**WHAT THE TASK ASKS**
Copy exactly, and only, the lines from the line containing "Q: Outline the parked" through the last line of the records below, both included.

# DATA SUPPLIED start

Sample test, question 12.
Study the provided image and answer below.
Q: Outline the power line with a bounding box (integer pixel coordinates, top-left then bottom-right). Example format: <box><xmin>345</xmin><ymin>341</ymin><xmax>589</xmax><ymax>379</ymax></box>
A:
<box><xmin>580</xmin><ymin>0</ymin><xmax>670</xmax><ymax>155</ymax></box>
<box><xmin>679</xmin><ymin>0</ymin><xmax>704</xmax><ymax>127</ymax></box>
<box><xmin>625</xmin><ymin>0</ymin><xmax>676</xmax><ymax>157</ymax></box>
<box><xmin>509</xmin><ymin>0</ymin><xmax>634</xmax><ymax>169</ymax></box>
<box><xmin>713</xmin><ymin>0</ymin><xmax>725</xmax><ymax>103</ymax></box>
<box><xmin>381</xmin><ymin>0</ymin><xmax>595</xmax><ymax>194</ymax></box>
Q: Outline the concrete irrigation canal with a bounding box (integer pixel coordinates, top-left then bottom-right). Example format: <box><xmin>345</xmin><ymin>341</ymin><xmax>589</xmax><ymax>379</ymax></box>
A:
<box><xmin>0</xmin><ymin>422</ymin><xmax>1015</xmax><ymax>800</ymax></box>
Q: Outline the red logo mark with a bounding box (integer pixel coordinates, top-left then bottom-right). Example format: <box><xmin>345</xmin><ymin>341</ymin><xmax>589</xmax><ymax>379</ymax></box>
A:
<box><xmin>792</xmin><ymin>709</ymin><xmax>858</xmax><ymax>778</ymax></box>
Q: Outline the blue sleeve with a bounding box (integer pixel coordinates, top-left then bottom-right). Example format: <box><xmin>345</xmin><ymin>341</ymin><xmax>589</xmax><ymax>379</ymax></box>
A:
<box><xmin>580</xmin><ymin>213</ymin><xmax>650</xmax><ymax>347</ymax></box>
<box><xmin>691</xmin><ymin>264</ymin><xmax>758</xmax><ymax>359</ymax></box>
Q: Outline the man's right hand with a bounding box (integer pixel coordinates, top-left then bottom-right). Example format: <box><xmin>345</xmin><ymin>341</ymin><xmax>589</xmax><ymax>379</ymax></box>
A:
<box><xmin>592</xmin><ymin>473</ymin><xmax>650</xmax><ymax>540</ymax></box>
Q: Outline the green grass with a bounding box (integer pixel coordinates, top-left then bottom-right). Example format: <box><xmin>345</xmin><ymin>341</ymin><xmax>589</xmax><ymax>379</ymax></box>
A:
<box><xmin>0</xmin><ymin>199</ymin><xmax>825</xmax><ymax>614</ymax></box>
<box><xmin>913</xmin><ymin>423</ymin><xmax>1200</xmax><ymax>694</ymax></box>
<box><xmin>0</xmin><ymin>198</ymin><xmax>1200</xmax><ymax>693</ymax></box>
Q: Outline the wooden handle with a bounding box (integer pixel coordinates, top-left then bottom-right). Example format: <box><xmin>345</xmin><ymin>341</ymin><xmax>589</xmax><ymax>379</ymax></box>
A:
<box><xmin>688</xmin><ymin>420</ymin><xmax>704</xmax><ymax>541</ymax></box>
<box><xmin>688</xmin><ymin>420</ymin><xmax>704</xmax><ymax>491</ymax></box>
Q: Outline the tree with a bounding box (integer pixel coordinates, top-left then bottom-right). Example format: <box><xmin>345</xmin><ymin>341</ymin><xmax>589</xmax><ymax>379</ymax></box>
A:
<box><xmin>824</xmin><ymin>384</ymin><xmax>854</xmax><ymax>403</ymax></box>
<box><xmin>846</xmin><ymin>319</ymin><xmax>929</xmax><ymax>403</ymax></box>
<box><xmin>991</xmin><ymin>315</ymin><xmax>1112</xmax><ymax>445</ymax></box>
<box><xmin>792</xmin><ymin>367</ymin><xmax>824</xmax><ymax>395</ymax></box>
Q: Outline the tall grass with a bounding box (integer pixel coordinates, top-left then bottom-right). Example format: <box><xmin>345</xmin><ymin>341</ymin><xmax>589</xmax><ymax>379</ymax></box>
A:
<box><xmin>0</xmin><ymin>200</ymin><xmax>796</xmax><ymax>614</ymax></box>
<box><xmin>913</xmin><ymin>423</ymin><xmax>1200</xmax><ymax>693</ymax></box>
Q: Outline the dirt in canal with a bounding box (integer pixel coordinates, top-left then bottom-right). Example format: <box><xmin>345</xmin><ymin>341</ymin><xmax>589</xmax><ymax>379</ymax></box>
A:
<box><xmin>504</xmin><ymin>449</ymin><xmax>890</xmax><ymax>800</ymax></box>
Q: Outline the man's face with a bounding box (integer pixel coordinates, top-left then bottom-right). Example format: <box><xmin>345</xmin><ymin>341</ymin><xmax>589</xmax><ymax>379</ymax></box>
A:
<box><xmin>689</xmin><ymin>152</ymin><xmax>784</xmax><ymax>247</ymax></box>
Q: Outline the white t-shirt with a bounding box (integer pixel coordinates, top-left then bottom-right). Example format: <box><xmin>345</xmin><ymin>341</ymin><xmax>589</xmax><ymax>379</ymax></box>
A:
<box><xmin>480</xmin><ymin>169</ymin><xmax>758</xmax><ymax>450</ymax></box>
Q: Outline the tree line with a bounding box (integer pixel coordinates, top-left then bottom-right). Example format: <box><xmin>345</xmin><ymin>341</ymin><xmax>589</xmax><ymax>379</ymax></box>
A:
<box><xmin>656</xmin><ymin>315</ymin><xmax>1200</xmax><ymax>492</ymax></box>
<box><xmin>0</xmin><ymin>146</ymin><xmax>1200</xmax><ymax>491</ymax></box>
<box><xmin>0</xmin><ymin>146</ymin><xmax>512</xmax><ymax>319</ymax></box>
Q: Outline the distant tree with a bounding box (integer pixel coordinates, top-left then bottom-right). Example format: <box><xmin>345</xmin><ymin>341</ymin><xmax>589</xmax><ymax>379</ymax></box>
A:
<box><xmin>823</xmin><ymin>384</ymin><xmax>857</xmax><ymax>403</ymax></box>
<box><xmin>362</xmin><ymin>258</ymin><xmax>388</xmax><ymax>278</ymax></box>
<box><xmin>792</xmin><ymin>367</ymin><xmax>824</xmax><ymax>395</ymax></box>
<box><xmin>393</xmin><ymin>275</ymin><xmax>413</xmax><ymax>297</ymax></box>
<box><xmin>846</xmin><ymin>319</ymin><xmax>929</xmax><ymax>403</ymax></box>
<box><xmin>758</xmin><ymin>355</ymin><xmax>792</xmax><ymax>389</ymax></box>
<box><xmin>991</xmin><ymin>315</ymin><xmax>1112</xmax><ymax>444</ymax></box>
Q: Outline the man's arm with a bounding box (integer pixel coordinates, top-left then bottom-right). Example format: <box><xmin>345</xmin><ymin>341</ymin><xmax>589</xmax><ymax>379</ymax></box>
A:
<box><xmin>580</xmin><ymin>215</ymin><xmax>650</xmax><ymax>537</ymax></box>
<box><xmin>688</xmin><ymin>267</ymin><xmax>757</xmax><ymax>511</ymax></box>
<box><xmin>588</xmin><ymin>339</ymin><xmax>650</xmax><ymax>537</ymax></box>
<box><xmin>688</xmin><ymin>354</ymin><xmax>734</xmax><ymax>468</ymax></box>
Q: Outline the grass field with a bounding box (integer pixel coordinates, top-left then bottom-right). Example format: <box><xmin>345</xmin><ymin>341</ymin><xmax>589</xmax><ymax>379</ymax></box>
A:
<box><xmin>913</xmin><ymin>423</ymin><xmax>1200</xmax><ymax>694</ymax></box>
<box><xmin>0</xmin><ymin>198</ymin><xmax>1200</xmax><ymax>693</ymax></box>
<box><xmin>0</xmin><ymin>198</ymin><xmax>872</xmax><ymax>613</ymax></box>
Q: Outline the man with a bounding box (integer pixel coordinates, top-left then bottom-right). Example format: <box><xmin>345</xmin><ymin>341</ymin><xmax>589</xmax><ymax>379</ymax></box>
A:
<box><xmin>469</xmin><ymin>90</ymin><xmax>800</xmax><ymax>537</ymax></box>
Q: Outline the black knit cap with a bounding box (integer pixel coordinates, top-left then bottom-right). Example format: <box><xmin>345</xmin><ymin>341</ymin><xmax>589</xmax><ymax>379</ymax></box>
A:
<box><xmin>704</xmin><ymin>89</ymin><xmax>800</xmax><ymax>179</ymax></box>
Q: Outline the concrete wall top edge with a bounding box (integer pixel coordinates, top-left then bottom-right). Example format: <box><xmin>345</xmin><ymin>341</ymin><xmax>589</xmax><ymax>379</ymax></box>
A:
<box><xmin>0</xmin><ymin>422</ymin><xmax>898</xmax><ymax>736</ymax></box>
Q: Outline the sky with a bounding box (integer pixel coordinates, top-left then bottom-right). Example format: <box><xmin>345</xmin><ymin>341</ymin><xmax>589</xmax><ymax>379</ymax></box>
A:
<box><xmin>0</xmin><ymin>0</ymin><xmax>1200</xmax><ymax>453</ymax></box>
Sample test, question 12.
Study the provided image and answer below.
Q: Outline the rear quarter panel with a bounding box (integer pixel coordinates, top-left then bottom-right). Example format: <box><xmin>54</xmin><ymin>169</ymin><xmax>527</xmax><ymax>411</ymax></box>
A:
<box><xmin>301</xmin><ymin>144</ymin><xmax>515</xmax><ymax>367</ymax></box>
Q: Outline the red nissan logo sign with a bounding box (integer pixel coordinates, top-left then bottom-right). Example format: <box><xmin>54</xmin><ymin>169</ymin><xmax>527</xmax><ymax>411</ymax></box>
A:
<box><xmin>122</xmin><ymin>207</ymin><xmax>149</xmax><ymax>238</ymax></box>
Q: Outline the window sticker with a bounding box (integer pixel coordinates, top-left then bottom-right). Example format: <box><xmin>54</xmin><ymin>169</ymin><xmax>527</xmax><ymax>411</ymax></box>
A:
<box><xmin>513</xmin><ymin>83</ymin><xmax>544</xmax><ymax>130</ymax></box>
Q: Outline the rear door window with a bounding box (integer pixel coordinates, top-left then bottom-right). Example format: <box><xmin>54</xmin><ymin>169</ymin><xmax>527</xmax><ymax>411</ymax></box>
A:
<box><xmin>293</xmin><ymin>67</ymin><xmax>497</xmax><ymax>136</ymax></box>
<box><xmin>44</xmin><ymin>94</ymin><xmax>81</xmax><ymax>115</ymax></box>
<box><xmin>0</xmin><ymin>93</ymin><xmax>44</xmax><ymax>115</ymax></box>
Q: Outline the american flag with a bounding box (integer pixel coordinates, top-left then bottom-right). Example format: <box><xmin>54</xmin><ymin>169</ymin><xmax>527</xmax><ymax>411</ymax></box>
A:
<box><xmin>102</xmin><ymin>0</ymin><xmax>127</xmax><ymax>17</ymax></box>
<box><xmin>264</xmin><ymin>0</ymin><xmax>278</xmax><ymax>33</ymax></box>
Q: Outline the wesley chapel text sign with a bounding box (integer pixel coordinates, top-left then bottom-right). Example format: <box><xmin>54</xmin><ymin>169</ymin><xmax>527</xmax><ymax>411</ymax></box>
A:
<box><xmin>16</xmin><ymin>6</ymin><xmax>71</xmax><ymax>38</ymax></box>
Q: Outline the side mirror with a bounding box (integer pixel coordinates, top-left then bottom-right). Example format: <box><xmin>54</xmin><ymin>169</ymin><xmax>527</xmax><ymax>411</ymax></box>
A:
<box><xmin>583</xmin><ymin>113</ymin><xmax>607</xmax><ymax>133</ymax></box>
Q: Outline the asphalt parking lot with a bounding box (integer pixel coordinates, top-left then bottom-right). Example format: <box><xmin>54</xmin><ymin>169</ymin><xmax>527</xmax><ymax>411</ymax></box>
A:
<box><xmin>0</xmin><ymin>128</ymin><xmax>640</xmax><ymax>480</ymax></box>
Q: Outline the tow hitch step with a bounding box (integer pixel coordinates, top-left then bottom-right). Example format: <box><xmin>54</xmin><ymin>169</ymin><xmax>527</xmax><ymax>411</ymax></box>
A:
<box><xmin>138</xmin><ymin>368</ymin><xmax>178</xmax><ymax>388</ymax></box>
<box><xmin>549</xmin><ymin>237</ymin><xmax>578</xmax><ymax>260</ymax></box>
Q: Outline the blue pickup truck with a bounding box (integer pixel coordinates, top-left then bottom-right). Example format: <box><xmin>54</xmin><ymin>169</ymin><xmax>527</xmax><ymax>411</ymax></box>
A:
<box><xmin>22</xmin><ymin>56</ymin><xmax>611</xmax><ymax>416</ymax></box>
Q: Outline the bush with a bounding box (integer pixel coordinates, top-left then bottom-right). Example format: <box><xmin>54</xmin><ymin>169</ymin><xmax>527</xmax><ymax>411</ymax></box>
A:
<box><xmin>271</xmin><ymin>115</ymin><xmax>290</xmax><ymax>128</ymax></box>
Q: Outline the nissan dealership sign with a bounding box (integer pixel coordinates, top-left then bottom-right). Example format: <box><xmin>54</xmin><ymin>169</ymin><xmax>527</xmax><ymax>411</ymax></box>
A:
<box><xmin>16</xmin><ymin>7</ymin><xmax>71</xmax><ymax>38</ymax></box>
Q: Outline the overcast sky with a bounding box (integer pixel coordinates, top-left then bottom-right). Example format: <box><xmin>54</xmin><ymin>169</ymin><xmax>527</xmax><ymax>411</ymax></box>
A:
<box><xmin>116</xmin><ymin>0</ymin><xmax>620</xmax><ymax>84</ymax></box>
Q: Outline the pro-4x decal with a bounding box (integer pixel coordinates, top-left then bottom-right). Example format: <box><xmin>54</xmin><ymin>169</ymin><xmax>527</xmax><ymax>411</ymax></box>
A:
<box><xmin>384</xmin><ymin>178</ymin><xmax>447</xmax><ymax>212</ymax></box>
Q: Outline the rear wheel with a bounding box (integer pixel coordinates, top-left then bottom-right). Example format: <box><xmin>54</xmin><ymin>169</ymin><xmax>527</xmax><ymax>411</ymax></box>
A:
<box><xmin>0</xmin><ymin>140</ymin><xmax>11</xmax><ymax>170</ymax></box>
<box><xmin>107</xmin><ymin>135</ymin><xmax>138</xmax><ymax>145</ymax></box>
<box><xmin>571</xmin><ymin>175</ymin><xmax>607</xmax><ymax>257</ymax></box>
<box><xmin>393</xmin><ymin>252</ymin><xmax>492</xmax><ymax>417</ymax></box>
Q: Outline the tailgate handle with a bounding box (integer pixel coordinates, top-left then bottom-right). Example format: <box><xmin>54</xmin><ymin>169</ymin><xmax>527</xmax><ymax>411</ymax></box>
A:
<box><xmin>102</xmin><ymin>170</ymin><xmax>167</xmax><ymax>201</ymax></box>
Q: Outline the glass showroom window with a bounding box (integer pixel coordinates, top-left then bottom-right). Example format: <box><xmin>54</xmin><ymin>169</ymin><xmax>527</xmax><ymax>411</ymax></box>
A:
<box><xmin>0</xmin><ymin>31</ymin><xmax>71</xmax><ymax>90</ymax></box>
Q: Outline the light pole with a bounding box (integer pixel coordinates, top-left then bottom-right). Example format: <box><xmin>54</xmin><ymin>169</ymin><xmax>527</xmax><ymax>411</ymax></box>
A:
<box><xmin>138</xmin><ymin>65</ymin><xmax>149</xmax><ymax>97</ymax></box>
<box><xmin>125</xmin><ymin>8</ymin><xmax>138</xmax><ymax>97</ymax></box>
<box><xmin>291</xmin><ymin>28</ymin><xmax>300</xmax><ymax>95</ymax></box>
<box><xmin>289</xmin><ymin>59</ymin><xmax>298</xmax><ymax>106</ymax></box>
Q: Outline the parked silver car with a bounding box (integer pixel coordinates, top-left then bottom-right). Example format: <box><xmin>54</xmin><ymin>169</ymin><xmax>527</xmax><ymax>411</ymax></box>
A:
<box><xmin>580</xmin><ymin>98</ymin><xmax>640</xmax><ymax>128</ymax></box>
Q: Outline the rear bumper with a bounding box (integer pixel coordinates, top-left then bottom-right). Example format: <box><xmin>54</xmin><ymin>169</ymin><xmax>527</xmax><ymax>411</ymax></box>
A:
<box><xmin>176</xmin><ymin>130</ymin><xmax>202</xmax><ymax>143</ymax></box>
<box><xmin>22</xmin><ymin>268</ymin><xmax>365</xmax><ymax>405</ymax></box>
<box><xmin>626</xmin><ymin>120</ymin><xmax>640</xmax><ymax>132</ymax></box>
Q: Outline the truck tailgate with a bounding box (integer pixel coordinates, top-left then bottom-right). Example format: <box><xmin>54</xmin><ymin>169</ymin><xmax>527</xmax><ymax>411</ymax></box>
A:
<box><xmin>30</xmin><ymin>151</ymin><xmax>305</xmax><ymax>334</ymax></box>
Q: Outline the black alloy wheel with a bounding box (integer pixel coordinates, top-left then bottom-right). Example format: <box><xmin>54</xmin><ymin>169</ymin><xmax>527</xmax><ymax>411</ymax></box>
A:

# DATA SUPPLIED end

**FULL SOLUTION**
Q: Outline the parked silver car with a bounding box (integer pixel coordinates, top-left then bottom-right). Example format: <box><xmin>54</xmin><ymin>169</ymin><xmax>527</xmax><ymax>411</ymax></box>
A:
<box><xmin>580</xmin><ymin>98</ymin><xmax>640</xmax><ymax>128</ymax></box>
Q: Outline the rear bumper with a bounding box (integer pixel coordinates, top-left then bottom-right). Example format: <box><xmin>54</xmin><ymin>169</ymin><xmax>527</xmax><ymax>411</ymax></box>
A:
<box><xmin>176</xmin><ymin>130</ymin><xmax>202</xmax><ymax>143</ymax></box>
<box><xmin>22</xmin><ymin>268</ymin><xmax>365</xmax><ymax>405</ymax></box>
<box><xmin>626</xmin><ymin>120</ymin><xmax>640</xmax><ymax>132</ymax></box>
Q: Outline the truck tailgate with a bounding box (integer pixel coordinates, top-left then bottom-right). Example format: <box><xmin>54</xmin><ymin>169</ymin><xmax>527</xmax><ymax>411</ymax></box>
A:
<box><xmin>30</xmin><ymin>151</ymin><xmax>305</xmax><ymax>334</ymax></box>
Q: Outline the black alloy wheel with a bounding box (integer pixel coordinates, top-left then bottom-right). Example format: <box><xmin>54</xmin><ymin>169</ymin><xmax>527</xmax><ymax>411</ymax></box>
A:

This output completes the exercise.